### GOAL
Write out each entry again. Keep every word exactly as it is.

Coordinate labeling data:
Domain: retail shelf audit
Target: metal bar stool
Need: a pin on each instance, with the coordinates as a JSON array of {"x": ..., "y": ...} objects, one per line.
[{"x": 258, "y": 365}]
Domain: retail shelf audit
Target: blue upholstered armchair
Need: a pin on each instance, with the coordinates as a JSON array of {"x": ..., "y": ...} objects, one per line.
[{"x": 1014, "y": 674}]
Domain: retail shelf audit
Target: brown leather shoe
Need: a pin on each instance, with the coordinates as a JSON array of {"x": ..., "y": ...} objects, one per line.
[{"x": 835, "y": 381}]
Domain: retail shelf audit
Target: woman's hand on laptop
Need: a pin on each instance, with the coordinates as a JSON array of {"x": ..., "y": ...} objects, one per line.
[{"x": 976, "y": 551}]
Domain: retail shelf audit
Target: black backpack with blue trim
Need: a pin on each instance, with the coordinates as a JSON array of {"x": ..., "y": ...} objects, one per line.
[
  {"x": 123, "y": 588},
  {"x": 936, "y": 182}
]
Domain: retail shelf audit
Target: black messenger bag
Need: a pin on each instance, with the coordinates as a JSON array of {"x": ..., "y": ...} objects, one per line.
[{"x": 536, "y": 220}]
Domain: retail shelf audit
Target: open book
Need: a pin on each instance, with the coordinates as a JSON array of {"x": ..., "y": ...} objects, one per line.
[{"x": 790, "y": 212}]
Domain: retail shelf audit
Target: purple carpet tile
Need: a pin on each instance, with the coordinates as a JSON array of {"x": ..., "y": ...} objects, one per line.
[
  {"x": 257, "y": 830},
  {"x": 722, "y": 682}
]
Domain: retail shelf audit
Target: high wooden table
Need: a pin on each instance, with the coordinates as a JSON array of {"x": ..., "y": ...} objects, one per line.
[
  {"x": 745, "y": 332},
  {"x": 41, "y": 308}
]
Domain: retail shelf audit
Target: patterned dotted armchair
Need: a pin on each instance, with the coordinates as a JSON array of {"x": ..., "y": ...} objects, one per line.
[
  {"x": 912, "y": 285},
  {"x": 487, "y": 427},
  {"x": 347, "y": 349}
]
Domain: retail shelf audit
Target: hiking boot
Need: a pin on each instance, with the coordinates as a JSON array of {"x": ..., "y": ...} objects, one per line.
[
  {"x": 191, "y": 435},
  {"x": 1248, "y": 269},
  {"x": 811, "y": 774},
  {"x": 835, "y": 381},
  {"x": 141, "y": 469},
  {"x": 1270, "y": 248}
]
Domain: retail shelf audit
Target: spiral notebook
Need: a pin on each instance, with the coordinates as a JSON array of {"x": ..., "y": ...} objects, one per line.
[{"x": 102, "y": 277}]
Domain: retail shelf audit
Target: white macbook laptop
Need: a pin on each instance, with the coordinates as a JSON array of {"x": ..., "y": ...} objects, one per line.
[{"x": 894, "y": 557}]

### EXERCISE RESPONSE
Domain: retail shelf audit
Target: metal bar stool
Need: a pin on each instance, with the coordinates as a JSON array of {"x": ..., "y": ...} objects, one per line.
[{"x": 258, "y": 365}]
Domain: retail shelf audit
Target: blue upholstered armchair
Need: a pin on each instance, with the coordinates as a JSON array of {"x": ..., "y": ...} objects, one per line.
[{"x": 1014, "y": 674}]
Domain: retail shelf audit
Target: brown leather shoe
Need: a pin on each instance, with the coordinates as a JSON array of {"x": ..., "y": ...} objects, one per line.
[{"x": 835, "y": 381}]
Domain: retail shelf audit
Target: woman's hand on laptop
Need: a pin on each instance, with the coordinates as a JSON array of {"x": ..., "y": ...} objects, one per line.
[{"x": 976, "y": 551}]
Domain: retail shelf audit
Target: black backpack with blue trim
Need: a pin on each instance, with the coordinates as a JSON array of {"x": ..., "y": ...} objects, one per line.
[
  {"x": 123, "y": 588},
  {"x": 936, "y": 182}
]
Domain: retail shelf audit
Target: black messenger bag
Need: a pin on each instance, with the coordinates as a JSON array of {"x": ..., "y": ...} objects, one per line.
[{"x": 536, "y": 220}]
Domain: retail shelf audit
Target: open book
Need: a pin on each instance, with the coordinates as a JSON array of {"x": ..., "y": ...} objects, one per line.
[{"x": 790, "y": 212}]
Domain: retail shelf audit
Target: purple carpet tile
Need: a pin on each instance, with the coordinates as a JSON array of {"x": ..., "y": ...} objects, one per line.
[
  {"x": 257, "y": 830},
  {"x": 722, "y": 682}
]
Domain: retail shelf audit
Target: high wooden table
Need: a pin on each instance, with the coordinates as a JSON array of {"x": ..., "y": ...} objects, one per line.
[
  {"x": 745, "y": 332},
  {"x": 41, "y": 308}
]
Domain: retail shelf audit
Target: patterned dotted armchair
Need: a pin on each instance, with the coordinates as a JSON array of {"x": ..., "y": ...} objects, one per line.
[
  {"x": 912, "y": 285},
  {"x": 487, "y": 427},
  {"x": 347, "y": 349}
]
Domain: retail shelf audit
Target: hiking boot
Need: a pin on each instance, with the coordinates as a JSON array of {"x": ..., "y": ...} objects, one per line.
[
  {"x": 191, "y": 435},
  {"x": 1248, "y": 269},
  {"x": 811, "y": 774},
  {"x": 835, "y": 381},
  {"x": 141, "y": 469},
  {"x": 1270, "y": 248}
]
Domain: retail shelf audit
Target: spiral notebook
Need: a pin on each instance, with the coordinates as a JSON array of {"x": ..., "y": ...} objects, one per line.
[{"x": 102, "y": 277}]
Domain: retail shelf audit
Target: white macbook laptop
Need: a pin on each instance, with the coordinates as a JSON array of {"x": ..., "y": ...} objects, one per line.
[{"x": 894, "y": 557}]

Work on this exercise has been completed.